_TASK DIRECTIONS_
Reproduce the stretch of data below from its first line through the line that contains "84], [59, 90]]]", keeping every character unchanged and including both of those lines.

======

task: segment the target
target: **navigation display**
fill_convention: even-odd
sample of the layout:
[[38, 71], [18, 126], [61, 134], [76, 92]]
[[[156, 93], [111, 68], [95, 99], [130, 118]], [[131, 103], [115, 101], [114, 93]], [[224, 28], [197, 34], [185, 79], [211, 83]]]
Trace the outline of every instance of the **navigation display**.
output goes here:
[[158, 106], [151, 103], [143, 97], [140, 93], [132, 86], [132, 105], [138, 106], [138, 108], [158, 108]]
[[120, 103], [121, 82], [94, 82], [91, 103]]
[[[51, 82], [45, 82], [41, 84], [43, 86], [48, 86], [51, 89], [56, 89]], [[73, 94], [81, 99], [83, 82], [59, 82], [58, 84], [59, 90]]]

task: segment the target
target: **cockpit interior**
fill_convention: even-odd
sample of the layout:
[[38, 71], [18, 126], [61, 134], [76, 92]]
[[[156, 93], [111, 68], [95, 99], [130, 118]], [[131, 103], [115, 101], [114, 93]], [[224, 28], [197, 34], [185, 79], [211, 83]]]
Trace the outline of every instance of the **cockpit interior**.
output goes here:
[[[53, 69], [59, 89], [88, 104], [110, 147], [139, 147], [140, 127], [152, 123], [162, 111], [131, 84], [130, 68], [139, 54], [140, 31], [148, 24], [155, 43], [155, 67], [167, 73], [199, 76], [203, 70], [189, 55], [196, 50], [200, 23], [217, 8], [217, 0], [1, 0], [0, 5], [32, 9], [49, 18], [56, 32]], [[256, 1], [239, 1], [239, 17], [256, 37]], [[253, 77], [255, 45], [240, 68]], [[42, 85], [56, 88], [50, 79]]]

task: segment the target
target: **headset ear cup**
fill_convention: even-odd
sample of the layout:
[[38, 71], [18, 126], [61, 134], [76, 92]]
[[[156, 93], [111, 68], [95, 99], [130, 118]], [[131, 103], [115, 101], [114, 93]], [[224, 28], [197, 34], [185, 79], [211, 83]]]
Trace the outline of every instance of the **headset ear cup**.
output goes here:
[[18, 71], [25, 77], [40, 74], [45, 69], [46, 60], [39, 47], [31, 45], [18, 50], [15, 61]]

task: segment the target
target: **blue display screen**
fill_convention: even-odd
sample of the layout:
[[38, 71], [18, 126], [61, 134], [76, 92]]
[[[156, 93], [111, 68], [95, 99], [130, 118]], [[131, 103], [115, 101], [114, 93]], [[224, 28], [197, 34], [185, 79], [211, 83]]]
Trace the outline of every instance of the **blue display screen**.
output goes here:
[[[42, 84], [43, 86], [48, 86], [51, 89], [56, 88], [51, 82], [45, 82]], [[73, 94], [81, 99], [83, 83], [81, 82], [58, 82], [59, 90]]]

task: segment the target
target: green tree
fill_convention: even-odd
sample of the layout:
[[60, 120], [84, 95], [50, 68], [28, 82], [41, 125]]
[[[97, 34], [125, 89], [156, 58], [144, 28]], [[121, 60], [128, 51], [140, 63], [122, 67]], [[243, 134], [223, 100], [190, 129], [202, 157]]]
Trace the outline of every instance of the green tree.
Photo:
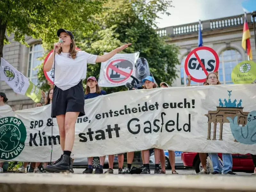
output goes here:
[[[94, 20], [100, 27], [90, 34], [76, 31], [76, 44], [88, 52], [101, 55], [124, 43], [131, 43], [132, 45], [123, 52], [140, 51], [140, 57], [148, 62], [158, 84], [164, 81], [171, 85], [177, 76], [179, 48], [165, 43], [155, 29], [157, 14], [170, 14], [167, 10], [172, 6], [171, 3], [169, 0], [108, 0], [103, 5], [102, 11], [94, 15]], [[98, 78], [100, 64], [87, 66], [87, 76]], [[42, 79], [44, 78], [42, 66], [38, 76]], [[103, 88], [108, 93], [127, 90], [124, 86]]]
[[52, 47], [61, 28], [79, 30], [86, 35], [96, 26], [92, 16], [99, 12], [105, 0], [2, 0], [0, 1], [0, 57], [5, 36], [26, 44], [25, 36], [43, 40], [46, 48]]

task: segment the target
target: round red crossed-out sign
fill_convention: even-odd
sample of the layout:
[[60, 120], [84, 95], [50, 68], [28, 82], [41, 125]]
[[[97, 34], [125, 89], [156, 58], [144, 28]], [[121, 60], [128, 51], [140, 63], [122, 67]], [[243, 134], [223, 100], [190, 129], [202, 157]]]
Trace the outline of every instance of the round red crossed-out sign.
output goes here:
[[[122, 68], [121, 69], [119, 68], [118, 65], [122, 62], [123, 62], [123, 66], [121, 66]], [[124, 59], [118, 59], [113, 60], [109, 63], [106, 69], [106, 76], [108, 79], [113, 83], [124, 81], [130, 78], [132, 74], [133, 66], [131, 62]], [[126, 69], [126, 71], [123, 70], [124, 68]]]
[[[81, 50], [78, 47], [76, 47], [76, 49], [78, 51]], [[49, 58], [49, 57], [50, 56], [50, 55], [51, 55], [52, 53], [53, 52], [53, 49], [50, 52], [49, 52], [49, 53], [47, 54], [47, 56], [46, 56], [46, 57], [45, 57], [45, 59], [44, 59], [44, 76], [45, 76], [45, 78], [46, 78], [46, 79], [48, 80], [48, 81], [50, 81], [51, 83], [52, 84], [53, 84], [54, 69], [54, 68], [52, 68], [50, 71], [47, 72], [44, 70], [44, 65], [45, 65], [47, 60], [48, 59], [48, 58]]]
[[203, 83], [210, 73], [219, 69], [220, 60], [217, 53], [209, 47], [199, 47], [188, 55], [184, 63], [185, 71], [195, 82]]

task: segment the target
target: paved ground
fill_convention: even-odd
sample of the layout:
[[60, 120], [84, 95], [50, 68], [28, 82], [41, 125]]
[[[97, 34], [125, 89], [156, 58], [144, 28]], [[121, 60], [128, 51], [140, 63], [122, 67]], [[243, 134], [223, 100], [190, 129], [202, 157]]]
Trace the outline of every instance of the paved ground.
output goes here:
[[[82, 173], [83, 172], [85, 169], [85, 168], [74, 168], [74, 169], [75, 173]], [[104, 172], [105, 172], [107, 171], [107, 169], [104, 169]], [[117, 174], [118, 173], [118, 169], [114, 169], [114, 174]], [[176, 171], [179, 173], [179, 174], [196, 174], [196, 172], [193, 170], [188, 170], [188, 169], [176, 169]], [[172, 171], [171, 170], [167, 170], [166, 171], [167, 174], [171, 174], [172, 173]], [[237, 173], [237, 174], [239, 175], [252, 175], [251, 173], [245, 173], [244, 172], [235, 172]], [[153, 174], [154, 173], [154, 170], [153, 169], [150, 169], [150, 173], [151, 174]]]

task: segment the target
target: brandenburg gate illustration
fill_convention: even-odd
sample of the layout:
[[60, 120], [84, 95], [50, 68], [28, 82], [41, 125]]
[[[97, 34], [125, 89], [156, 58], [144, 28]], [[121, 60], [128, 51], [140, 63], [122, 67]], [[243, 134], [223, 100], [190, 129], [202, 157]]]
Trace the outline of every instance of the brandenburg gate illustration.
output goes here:
[[[223, 124], [225, 123], [229, 123], [229, 122], [227, 119], [227, 117], [234, 119], [235, 116], [237, 116], [237, 123], [238, 124], [241, 125], [243, 127], [247, 123], [247, 116], [249, 112], [243, 111], [244, 108], [242, 107], [242, 100], [240, 100], [239, 103], [237, 105], [236, 103], [237, 101], [236, 99], [232, 102], [230, 99], [231, 92], [232, 91], [228, 91], [229, 96], [228, 102], [225, 99], [224, 100], [225, 104], [223, 104], [220, 99], [219, 100], [219, 106], [217, 107], [217, 110], [216, 111], [209, 111], [208, 114], [204, 115], [208, 117], [208, 134], [207, 140], [216, 140], [217, 125], [218, 123], [219, 123], [220, 138], [219, 140], [223, 140]], [[213, 134], [212, 139], [211, 138], [212, 123], [213, 125]], [[235, 140], [234, 141], [236, 141]]]

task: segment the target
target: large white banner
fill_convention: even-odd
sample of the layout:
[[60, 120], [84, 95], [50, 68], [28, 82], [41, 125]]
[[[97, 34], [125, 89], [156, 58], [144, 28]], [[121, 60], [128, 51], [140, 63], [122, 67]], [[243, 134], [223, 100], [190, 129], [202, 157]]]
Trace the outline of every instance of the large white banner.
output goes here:
[[100, 87], [112, 87], [124, 85], [132, 80], [135, 63], [140, 52], [133, 53], [117, 53], [110, 59], [102, 62], [98, 83]]
[[1, 80], [5, 81], [15, 93], [26, 95], [35, 102], [40, 101], [41, 90], [2, 57], [0, 76]]
[[[256, 155], [255, 84], [128, 91], [85, 100], [76, 125], [74, 158], [156, 148]], [[0, 111], [0, 159], [47, 162], [51, 105]], [[56, 119], [52, 160], [62, 151]]]

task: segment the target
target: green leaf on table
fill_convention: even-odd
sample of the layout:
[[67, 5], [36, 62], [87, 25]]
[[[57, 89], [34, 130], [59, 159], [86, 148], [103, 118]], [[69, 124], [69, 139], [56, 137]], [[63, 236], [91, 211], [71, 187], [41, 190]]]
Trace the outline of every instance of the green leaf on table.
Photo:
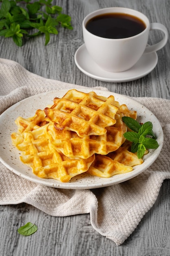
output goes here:
[[60, 14], [56, 18], [56, 21], [60, 23], [62, 27], [67, 28], [68, 29], [73, 29], [71, 24], [71, 20], [70, 16], [63, 13]]
[[34, 224], [28, 222], [24, 226], [21, 227], [18, 230], [19, 234], [23, 236], [30, 236], [36, 232], [38, 228]]
[[[58, 34], [59, 26], [73, 29], [71, 17], [62, 13], [62, 7], [52, 5], [52, 0], [32, 2], [2, 0], [0, 7], [0, 36], [12, 37], [15, 43], [21, 46], [21, 38], [23, 36], [25, 39], [44, 34], [46, 45], [50, 34]], [[24, 8], [24, 4], [27, 9]]]
[[38, 2], [35, 2], [32, 4], [28, 4], [26, 7], [30, 13], [35, 14], [40, 10], [41, 5]]
[[3, 0], [2, 3], [0, 10], [0, 18], [6, 18], [7, 13], [9, 11], [11, 4], [9, 0]]

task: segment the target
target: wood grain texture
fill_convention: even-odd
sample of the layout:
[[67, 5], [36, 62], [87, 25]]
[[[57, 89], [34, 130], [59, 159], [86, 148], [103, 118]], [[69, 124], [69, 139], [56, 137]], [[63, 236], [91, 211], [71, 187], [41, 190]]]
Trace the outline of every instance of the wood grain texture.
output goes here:
[[[74, 58], [75, 51], [83, 43], [82, 23], [89, 13], [111, 6], [135, 9], [146, 15], [151, 22], [164, 24], [170, 34], [170, 1], [59, 0], [53, 3], [62, 7], [63, 12], [71, 16], [73, 30], [60, 29], [57, 36], [51, 36], [46, 47], [43, 36], [31, 38], [20, 48], [11, 38], [0, 37], [0, 58], [17, 61], [31, 72], [47, 78], [91, 88], [105, 86], [112, 92], [132, 97], [170, 99], [169, 40], [157, 52], [155, 69], [131, 82], [107, 83], [88, 77], [77, 68]], [[161, 36], [159, 32], [151, 33], [150, 42]], [[88, 214], [56, 218], [25, 203], [0, 206], [0, 255], [169, 256], [170, 188], [170, 181], [165, 180], [152, 208], [118, 247], [93, 229]], [[18, 235], [18, 227], [29, 221], [38, 226], [38, 231], [29, 237]]]

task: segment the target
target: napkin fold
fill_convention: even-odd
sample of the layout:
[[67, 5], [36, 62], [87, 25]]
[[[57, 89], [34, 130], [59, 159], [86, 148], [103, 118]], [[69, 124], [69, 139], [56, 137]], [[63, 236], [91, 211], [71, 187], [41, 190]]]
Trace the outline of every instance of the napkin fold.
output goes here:
[[[73, 88], [81, 90], [87, 87], [45, 79], [30, 72], [16, 62], [0, 58], [0, 113], [33, 95]], [[107, 90], [99, 87], [95, 88]], [[113, 186], [74, 190], [30, 182], [0, 163], [0, 204], [24, 202], [55, 216], [89, 213], [95, 229], [116, 245], [122, 244], [154, 204], [163, 180], [170, 178], [170, 101], [148, 97], [133, 99], [153, 113], [163, 131], [162, 150], [147, 170], [131, 180]]]

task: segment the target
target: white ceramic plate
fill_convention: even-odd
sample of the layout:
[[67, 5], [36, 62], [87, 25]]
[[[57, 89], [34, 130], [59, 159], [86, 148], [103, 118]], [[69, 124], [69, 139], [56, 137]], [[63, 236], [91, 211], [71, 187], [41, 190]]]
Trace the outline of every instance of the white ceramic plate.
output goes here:
[[75, 61], [77, 67], [85, 74], [98, 80], [121, 83], [135, 80], [150, 73], [158, 61], [156, 52], [144, 54], [132, 67], [123, 72], [109, 72], [102, 70], [89, 55], [85, 44], [76, 51]]
[[0, 116], [0, 160], [2, 164], [24, 179], [49, 186], [73, 189], [94, 189], [122, 182], [138, 175], [150, 166], [159, 155], [163, 139], [161, 125], [154, 115], [145, 107], [126, 96], [91, 88], [81, 90], [85, 92], [93, 90], [98, 95], [106, 97], [113, 94], [120, 104], [125, 103], [130, 109], [136, 110], [139, 117], [138, 121], [144, 123], [150, 121], [152, 123], [154, 132], [157, 138], [159, 146], [156, 150], [151, 150], [145, 156], [144, 162], [134, 167], [131, 172], [118, 174], [110, 178], [101, 178], [83, 173], [73, 178], [68, 183], [63, 183], [55, 180], [42, 179], [36, 176], [32, 173], [31, 168], [20, 161], [20, 151], [12, 146], [11, 134], [16, 131], [17, 128], [14, 121], [20, 116], [24, 118], [33, 116], [37, 109], [44, 109], [48, 105], [52, 104], [55, 97], [61, 97], [67, 91], [67, 90], [61, 90], [49, 92], [27, 98], [14, 104]]

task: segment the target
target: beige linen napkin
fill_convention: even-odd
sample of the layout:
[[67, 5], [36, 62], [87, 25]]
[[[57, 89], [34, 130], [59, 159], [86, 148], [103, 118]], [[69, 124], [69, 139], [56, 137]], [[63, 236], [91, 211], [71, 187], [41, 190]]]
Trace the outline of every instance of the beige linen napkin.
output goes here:
[[[33, 94], [72, 88], [81, 89], [82, 87], [43, 78], [30, 73], [16, 62], [0, 59], [1, 113], [17, 101]], [[56, 216], [90, 213], [91, 225], [99, 234], [117, 245], [123, 243], [153, 205], [163, 180], [170, 177], [170, 101], [134, 99], [157, 116], [163, 130], [162, 151], [147, 170], [133, 179], [113, 186], [74, 190], [55, 189], [25, 180], [0, 163], [0, 204], [24, 202]]]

======

_EXERCISE ANSWER_
task: segment the target
target: **navigation display**
fill_convention: even-odd
sample of the layout:
[[38, 71], [18, 126], [61, 134], [76, 92]]
[[[156, 93], [111, 68], [95, 99], [130, 118]], [[131, 103], [115, 101], [114, 93]], [[224, 28], [197, 34], [185, 79], [211, 83]]]
Trace the outline of every instance of the **navigation display**.
output goes here:
[[158, 106], [151, 103], [143, 97], [140, 93], [132, 86], [132, 105], [138, 106], [138, 108], [158, 108]]
[[120, 103], [121, 82], [94, 82], [91, 103]]
[[[51, 82], [45, 82], [41, 84], [43, 86], [48, 86], [51, 89], [56, 89]], [[73, 94], [81, 99], [83, 82], [59, 82], [58, 84], [59, 90]]]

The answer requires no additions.